> [What to work on]: Reproduce the following data line for line, with no changes at all.
--- start Task material ---
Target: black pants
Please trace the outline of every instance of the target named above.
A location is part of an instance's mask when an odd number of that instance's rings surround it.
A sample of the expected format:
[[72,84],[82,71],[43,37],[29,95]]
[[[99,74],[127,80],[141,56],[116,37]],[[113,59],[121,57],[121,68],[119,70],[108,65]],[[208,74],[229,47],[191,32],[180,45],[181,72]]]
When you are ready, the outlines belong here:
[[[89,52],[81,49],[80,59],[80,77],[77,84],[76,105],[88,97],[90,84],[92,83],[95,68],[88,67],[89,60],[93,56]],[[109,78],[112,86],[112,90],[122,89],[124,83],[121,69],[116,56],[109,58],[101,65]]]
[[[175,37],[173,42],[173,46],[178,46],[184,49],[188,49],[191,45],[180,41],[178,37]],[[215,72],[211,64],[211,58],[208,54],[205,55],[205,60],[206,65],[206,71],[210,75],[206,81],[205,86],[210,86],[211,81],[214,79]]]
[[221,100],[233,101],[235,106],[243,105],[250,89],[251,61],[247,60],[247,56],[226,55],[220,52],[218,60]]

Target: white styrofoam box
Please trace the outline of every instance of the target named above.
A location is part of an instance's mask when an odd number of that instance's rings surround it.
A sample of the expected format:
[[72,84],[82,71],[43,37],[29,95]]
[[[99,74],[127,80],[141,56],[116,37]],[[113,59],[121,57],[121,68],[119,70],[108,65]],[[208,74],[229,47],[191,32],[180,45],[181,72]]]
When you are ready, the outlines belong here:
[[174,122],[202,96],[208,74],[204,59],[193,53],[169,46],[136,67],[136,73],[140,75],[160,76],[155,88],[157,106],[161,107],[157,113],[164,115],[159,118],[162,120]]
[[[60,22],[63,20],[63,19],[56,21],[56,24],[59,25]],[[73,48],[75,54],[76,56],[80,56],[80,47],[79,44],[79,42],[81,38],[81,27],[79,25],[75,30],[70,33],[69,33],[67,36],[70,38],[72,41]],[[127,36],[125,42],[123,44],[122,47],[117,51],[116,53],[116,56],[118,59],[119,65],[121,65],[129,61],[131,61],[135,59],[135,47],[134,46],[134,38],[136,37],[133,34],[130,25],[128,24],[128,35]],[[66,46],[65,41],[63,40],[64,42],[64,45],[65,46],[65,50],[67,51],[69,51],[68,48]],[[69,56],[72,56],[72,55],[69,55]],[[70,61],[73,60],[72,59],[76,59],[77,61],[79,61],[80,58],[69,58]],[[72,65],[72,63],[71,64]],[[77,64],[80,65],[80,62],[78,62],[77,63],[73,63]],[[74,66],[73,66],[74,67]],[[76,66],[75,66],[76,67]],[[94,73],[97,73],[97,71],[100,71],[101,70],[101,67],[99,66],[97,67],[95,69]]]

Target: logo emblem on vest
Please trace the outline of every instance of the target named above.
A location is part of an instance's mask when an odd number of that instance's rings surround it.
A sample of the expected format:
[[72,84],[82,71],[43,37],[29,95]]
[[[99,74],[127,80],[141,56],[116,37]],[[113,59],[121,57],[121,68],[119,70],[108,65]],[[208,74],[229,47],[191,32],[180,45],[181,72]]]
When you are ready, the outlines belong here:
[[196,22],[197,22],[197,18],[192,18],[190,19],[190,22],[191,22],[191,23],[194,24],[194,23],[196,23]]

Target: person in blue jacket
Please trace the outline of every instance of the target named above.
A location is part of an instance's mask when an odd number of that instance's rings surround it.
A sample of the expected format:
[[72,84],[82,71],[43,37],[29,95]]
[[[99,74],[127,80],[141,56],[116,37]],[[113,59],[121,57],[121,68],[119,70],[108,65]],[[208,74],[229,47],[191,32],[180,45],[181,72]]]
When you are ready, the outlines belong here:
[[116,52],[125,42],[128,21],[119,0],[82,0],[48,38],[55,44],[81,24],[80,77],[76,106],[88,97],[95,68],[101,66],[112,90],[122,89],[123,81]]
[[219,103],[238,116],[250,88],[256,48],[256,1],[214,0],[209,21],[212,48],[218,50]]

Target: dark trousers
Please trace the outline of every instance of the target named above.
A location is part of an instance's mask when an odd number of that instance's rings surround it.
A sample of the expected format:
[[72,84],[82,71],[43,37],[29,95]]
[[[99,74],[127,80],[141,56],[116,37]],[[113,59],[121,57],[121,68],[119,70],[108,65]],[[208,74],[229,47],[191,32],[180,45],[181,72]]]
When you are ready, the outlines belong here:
--- end Task material ---
> [Task solution]:
Target: black pants
Please trace the outline of every instance of the target named above.
A location is part of an instance's mask when an odd number of that instance's rings surround it.
A sample of the expected format:
[[72,84],[82,71],[43,37],[29,95]]
[[[99,74],[127,80],[141,56],[116,37]],[[113,59],[121,57],[121,68],[119,70],[108,65]],[[208,74],[229,47],[191,32],[180,45],[181,72]]]
When you are ready, the outlines belong here:
[[[89,52],[81,49],[80,59],[80,77],[77,84],[76,105],[88,97],[90,84],[92,83],[95,68],[88,67],[89,60],[93,56]],[[109,78],[112,86],[112,90],[122,89],[124,83],[121,69],[116,56],[109,58],[101,65]]]
[[[175,37],[173,42],[173,46],[178,46],[184,49],[188,49],[191,45],[180,41],[178,37]],[[215,72],[211,64],[211,58],[208,54],[205,55],[205,60],[206,65],[206,71],[210,75],[206,81],[205,86],[210,86],[211,81],[214,79]]]
[[221,100],[233,101],[235,106],[243,105],[250,89],[251,61],[247,60],[247,56],[226,55],[220,52],[218,60]]

Target: white styrofoam box
Please trace the outline of every instance of the target named above.
A location is part of an instance's mask when an odd number of that instance's rings surround it.
A sample of the expected format:
[[72,84],[82,71],[43,37],[29,95]]
[[[99,74],[127,80],[141,56],[116,37]],[[113,59],[121,57],[121,68],[119,70],[108,65]],[[208,74],[229,47],[191,32],[180,45],[181,72]]]
When you are ready, the outlines belong here:
[[174,122],[202,96],[208,74],[204,59],[193,53],[169,46],[136,67],[136,73],[140,75],[160,76],[155,88],[157,106],[161,107],[157,113],[164,115],[159,118],[162,120]]
[[[60,22],[63,20],[63,19],[56,21],[56,24],[59,25]],[[73,48],[75,54],[76,56],[80,56],[80,47],[79,44],[79,42],[81,38],[81,27],[79,25],[75,30],[70,33],[69,33],[67,36],[70,38],[72,41]],[[127,36],[125,42],[123,44],[122,47],[117,51],[116,53],[116,56],[118,59],[119,65],[121,65],[129,61],[131,61],[135,59],[135,47],[134,46],[134,38],[136,37],[133,34],[130,25],[128,24],[128,35]],[[66,46],[65,41],[63,40],[64,42],[64,45],[65,46],[65,50],[67,51],[69,51],[68,48]],[[69,56],[72,56],[72,55],[69,55]],[[70,61],[73,60],[72,59],[76,59],[77,61],[79,61],[80,58],[69,58]],[[72,65],[72,63],[71,64]],[[77,64],[80,65],[80,62],[78,62],[77,63],[73,63]],[[74,66],[73,66],[74,67]],[[76,66],[75,66],[76,67]],[[94,73],[97,73],[97,71],[100,71],[101,70],[101,67],[99,66],[97,67],[95,69]]]

Target: logo emblem on vest
Please trace the outline of every instance of the target named above.
A location is part of an instance's mask when an odd number of that instance's rings surround it.
A sample of the expected format:
[[72,84],[82,71],[43,37],[29,95]]
[[[99,74],[127,80],[141,56],[116,37]],[[113,59],[121,57],[121,68],[119,70],[108,65]],[[208,74],[229,47],[191,32],[180,45],[181,72]]]
When you are ready, the outlines belong here:
[[196,22],[197,22],[197,18],[192,18],[190,19],[190,22],[191,22],[191,23],[194,24],[194,23],[196,23]]

Target: person in blue jacket
Please trace the outline of every instance of the target named above.
A location is part of an instance's mask when an odd number of that instance's rings surround it.
A sample of the expected format:
[[72,84],[82,71],[43,37],[29,95]]
[[[99,74],[127,80],[141,56],[116,37]],[[113,59],[121,57],[121,68],[119,70],[108,65]],[[208,74],[229,47],[191,32],[180,45],[181,72]]]
When you are ready, the outlines belong here:
[[116,52],[125,42],[128,21],[119,0],[82,0],[48,38],[55,44],[81,24],[80,77],[76,106],[88,97],[95,68],[101,66],[112,90],[122,89],[123,81]]
[[219,103],[238,116],[250,88],[256,48],[256,1],[214,0],[209,21],[212,48],[218,50]]

Target: dark trousers
Please trace the outline of every instance of the target named above.
A location is part of an instance's mask when an odd number of that instance's rings surround it.
A sample of the expected format:
[[72,84],[82,71],[43,37],[29,95]]
[[[99,74],[127,80],[141,56],[116,37]],[[113,59],[121,57],[121,68],[119,70],[108,65]],[[208,74],[229,47],[191,32],[180,45],[181,72]]]
When you are ready, the outlines belong here:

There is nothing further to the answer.